* WHAT THE TASK REQUIRES *
Repeat verbatim the rows below between the one holding "the sandy beach?" and the one holding "[0,0,522,436]", inclusive.

* EXTRACTED MATERIAL *
>>>>
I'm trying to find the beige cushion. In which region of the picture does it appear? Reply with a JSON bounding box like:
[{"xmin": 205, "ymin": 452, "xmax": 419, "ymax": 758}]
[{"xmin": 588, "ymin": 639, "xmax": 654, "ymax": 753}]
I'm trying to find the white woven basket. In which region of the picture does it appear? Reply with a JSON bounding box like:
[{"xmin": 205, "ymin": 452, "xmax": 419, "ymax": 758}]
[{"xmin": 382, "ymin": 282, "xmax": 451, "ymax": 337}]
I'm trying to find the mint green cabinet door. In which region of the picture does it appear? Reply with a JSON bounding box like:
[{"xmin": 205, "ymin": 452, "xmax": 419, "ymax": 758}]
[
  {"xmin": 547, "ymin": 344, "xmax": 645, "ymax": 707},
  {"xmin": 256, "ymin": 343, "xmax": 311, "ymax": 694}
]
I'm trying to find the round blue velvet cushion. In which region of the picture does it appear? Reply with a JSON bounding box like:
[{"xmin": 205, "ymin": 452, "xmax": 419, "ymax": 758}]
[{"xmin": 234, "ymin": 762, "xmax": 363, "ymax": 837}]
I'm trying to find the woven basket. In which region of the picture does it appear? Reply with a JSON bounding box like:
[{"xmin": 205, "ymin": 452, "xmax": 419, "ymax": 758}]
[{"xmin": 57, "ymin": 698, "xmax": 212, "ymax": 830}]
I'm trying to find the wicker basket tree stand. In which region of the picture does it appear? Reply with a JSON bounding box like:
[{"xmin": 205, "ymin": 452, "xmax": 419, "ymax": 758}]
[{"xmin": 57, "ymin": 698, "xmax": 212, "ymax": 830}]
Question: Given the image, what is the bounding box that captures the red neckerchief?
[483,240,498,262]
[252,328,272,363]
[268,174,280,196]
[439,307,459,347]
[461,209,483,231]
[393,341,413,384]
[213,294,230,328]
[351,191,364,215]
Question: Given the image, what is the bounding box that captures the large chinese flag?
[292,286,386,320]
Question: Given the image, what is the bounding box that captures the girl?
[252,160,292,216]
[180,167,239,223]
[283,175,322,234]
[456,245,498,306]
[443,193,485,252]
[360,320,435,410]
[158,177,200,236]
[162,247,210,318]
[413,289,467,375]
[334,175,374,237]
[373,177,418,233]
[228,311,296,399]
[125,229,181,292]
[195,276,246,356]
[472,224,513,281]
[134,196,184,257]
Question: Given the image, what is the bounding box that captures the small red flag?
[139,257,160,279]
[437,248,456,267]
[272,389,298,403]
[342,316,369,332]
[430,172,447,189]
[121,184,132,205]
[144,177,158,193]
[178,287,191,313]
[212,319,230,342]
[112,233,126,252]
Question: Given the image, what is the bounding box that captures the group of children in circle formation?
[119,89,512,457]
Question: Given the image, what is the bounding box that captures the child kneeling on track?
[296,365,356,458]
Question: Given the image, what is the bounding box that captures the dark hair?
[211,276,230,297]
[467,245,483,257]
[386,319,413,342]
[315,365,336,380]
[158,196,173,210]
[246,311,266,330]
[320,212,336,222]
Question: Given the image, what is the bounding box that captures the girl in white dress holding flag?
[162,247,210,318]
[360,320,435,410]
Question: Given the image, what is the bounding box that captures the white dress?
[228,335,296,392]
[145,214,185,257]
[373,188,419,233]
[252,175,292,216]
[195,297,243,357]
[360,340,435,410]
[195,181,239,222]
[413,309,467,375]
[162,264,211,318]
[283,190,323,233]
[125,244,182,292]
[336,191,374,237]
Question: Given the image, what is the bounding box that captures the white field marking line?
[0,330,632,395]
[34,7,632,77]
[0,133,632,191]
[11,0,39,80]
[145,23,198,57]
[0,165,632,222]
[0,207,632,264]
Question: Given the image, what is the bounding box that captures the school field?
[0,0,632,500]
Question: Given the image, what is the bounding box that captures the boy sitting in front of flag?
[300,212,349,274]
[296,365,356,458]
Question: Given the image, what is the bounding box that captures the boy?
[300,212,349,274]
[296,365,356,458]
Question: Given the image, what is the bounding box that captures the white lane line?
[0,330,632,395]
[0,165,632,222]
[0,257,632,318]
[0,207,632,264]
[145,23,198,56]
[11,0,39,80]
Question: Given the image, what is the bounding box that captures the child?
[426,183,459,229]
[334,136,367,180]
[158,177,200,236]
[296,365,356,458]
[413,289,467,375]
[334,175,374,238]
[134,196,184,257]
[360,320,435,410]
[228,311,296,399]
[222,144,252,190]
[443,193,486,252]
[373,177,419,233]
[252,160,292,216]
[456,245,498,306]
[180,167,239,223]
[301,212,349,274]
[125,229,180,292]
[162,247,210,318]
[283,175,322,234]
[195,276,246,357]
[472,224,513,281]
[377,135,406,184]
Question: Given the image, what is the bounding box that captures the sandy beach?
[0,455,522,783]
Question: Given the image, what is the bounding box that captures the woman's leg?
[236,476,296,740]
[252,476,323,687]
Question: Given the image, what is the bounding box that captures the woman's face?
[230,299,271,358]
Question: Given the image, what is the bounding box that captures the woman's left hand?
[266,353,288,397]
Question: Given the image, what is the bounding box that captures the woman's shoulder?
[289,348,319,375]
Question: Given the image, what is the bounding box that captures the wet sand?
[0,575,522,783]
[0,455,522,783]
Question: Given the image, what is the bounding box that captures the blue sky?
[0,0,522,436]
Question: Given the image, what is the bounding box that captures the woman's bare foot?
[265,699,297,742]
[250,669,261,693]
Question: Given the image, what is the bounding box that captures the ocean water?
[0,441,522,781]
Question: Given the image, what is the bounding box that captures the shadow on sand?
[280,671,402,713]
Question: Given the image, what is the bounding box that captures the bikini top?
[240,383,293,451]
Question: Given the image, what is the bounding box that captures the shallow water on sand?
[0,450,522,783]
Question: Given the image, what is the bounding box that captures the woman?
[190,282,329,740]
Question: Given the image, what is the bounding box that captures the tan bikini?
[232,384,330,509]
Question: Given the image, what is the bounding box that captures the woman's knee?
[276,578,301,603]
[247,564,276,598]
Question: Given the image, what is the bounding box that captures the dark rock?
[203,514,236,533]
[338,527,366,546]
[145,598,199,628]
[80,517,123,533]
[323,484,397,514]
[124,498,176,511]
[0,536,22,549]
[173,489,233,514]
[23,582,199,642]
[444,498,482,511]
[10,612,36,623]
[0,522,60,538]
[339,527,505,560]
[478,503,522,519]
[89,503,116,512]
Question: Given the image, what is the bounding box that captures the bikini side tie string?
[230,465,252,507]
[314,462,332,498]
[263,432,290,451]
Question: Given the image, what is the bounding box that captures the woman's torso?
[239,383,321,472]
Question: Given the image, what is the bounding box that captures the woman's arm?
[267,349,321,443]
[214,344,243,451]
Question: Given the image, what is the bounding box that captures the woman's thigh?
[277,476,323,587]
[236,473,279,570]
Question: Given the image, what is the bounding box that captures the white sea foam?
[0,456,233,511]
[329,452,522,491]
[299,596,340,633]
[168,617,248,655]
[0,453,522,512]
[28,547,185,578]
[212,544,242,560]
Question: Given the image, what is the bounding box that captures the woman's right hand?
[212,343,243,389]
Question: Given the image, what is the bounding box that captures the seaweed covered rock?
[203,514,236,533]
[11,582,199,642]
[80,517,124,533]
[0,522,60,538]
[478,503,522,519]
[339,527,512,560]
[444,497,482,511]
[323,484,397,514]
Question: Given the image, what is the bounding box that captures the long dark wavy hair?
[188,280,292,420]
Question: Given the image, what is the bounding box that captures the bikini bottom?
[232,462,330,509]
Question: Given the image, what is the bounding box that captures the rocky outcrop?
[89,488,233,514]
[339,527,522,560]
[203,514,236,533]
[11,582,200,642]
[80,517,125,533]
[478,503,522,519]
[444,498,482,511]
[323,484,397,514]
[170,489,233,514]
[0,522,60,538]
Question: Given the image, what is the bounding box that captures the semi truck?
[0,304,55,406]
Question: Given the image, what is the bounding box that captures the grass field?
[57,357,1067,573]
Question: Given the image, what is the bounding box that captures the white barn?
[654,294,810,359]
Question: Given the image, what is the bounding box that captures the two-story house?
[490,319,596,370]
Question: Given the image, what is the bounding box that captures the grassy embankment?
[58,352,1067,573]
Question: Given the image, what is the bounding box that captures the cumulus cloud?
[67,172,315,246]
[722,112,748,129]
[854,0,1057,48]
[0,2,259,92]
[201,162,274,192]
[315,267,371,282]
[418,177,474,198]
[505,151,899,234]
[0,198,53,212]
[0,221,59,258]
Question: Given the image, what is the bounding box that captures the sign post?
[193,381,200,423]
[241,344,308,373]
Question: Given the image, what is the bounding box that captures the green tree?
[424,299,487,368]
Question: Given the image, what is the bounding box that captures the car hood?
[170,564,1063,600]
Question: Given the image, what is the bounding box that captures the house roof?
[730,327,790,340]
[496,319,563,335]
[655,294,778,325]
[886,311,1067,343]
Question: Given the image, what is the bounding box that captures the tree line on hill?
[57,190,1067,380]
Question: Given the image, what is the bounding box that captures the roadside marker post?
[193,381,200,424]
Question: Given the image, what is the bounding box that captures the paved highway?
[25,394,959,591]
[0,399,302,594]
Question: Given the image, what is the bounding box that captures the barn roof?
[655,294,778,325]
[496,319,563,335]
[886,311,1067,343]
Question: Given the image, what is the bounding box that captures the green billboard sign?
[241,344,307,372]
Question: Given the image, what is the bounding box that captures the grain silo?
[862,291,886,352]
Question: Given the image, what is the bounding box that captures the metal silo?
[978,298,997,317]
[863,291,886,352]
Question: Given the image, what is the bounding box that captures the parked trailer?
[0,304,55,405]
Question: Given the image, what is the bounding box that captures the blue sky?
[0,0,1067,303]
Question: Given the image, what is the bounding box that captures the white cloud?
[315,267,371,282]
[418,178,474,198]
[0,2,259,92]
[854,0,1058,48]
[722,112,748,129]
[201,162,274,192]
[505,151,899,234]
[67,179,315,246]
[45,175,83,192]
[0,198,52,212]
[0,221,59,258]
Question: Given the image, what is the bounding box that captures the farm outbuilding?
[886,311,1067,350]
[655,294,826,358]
<<<<
* OUTPUT *
Question: Given the image, what is the bounding box that captures the sandy beach?
[0,455,522,783]
Question: Given the image, what is the bounding box that captures the woman's leg?
[236,476,296,740]
[252,476,323,687]
Question: Given the image, what is the bounding box that captures the woman's face?
[230,299,271,358]
Question: Given the image, what is the bounding box that captures the woman's left hand?
[266,353,288,397]
Question: Given the image, what is the bounding box that captures the woman's shoulder?
[289,348,319,375]
Question: Given the image, what is the bounding box that captures the wet sand?
[0,575,522,783]
[0,455,522,783]
Question: Given the image, what is the bounding box that captures the blue sky?
[0,0,522,436]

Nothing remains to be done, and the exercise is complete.